(PROBLEM DETAILS):
Copy word for word, please, the lines of the entries below running from the one containing "Query: elephant head" to the one containing "the dry grass", both ends included.

(DATA FOR ANALYSIS):
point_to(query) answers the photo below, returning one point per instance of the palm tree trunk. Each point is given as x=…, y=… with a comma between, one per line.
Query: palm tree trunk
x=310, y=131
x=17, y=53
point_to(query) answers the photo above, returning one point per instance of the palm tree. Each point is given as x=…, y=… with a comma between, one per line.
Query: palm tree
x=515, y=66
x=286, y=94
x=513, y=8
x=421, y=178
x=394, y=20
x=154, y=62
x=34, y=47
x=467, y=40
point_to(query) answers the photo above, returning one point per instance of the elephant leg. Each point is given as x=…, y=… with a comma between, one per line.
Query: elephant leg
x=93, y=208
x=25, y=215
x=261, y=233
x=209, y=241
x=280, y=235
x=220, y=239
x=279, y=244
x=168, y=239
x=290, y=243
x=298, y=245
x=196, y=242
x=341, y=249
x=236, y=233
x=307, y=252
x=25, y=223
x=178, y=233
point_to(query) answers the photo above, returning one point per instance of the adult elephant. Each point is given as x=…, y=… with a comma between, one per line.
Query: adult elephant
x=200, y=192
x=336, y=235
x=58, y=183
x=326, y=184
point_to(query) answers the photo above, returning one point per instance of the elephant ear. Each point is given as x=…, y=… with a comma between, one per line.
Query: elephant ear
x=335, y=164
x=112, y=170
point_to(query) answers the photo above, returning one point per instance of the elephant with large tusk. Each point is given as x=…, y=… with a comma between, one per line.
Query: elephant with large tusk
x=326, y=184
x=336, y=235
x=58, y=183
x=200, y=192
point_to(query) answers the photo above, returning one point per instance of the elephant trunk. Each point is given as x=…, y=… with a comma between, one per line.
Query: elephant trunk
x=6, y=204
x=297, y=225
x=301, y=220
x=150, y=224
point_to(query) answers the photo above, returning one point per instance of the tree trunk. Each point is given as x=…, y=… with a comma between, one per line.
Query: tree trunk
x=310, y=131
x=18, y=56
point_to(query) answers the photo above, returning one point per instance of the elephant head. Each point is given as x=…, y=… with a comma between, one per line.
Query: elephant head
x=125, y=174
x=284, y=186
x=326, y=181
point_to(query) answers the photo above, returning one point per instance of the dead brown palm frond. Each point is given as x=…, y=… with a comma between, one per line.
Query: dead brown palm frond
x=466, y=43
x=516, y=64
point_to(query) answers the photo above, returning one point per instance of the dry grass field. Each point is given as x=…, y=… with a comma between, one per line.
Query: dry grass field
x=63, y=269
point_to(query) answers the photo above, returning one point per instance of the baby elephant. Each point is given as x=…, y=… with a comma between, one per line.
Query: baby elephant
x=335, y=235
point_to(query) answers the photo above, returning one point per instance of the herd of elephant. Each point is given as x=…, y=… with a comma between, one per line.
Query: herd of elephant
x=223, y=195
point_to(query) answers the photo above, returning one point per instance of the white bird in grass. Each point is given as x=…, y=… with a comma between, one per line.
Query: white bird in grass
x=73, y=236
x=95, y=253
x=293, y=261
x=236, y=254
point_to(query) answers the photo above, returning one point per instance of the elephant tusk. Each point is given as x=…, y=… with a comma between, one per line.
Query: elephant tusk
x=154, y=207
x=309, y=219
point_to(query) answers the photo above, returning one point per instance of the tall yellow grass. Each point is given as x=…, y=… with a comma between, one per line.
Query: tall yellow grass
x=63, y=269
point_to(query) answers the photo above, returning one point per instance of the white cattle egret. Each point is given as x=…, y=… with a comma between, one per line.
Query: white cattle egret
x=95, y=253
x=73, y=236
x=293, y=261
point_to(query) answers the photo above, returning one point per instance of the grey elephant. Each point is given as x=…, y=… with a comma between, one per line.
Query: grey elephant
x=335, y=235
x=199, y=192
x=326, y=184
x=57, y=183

(WRITTEN ANSWER):
Query: elephant head
x=125, y=174
x=284, y=186
x=326, y=181
point_to(query) answers the photo above, returning one point per instance of the dead brown palm frond. Each point is given as x=…, y=… with a comma between, one per line.
Query: dead brown palm frond
x=466, y=43
x=516, y=64
point_to(query) answers the photo above, returning one point per instance of the dry grass field. Each point is given as x=…, y=… with a comma between, one per line.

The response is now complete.